BEGIN Page excerpt

ZC: You have a partner who is also an artist. Do you share finances?
SS: Ben and I don’t pool our financial resources in any formal way but we do support one another. He’s had a couple of full time teaching jobs and a fellowship. However, there have been times when I was earning money and he was not, and we’ve supported one another through these ups and downs.
ZC: Would you say that you feel financially secure?
SS: For the first time in a long time I have a savings account and have managed to steadily save some money. This gives me more confidence than I have previously had about my financial stability, especially as an artist. For example, before this year, I never considered doing residencies, even if they were free or offered a stipend.
I still wouldn’t say that I feel “financially secure.” I think that to feel secure, I would need to have at least four months of income saved – and I’m not there yet. My outlook on what it means to be secure has also changed over time.
ZC: How has it changed?
SS: In addition to having a supportive family, I have a very supportive community of friends here in Philadelphia. I live with Ben – my significant other – and three of our friends. All of us are artists balancing jobs with our studio work. The house I live in, in Fishtown/Kensington, is very affordable. This is in part because two of the people who I live with recently bought the house. Their generosity and willingness to live in a house with me and my partner makes a big difference.
ZC: Do you have health insurance?
SS: I do have health insurance now. I have had it for the past year, through Obamacare. I was living in California before grad school, and I enrolled in a state-run program that provided access to healthcare for lower income women. When I started graduate school I found out that health insurance was mandatory for enrollment into school. I used some of the money available to me through loans to pay for the health insurance.
After graduate school, I was uninsured for a couple of years until the passage of the Healthcare Act. Despite the frustration of enrollment, it was well worth it. When I was uninsured, the anxiety of learning that I might need surgery or even a simple diagnostic procedure was overwhelming. I did that stupid thing of just avoiding doctors for two years. I was really lucky that I was relatively healthy during that time.

END Page excerpt
BEGIN Information supplied

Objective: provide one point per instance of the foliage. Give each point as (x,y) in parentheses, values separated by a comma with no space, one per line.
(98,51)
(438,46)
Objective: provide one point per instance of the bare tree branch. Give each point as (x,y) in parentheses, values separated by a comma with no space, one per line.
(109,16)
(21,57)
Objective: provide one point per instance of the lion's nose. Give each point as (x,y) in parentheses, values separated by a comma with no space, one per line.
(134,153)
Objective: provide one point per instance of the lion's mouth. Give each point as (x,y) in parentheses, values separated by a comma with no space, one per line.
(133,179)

END Information supplied

» Action item:
Continue the interview about the artist's finances and health insurance, starting right after its last sentence. These rows come from a different source than the interview.

» Response to this task:
ZC: Where do you make your work these days?
SS: I have a small studio is in the Window Factory at 9th and Dauphin. It is also known as the Emerald Windows Building. I began renting a work space when I realized that having a studio would cost only a little bit more than a storage unit. At that time, I was commuting between Richmond, Virginia and Philly and needed a place to store my work and materials. When I was living half time in Richmond, Ben let me work in part of the studio space he had as part of his fellowship. There it is again – the back and forth. It was great to share a studio with him. He is an excellent studio-mate because he is focused which helps me be focused too.
ZC: How often do you get to your studio?
SS: Ha! It’s funny, after answering all of these questions, this one feels like the most controversial and highly personal one.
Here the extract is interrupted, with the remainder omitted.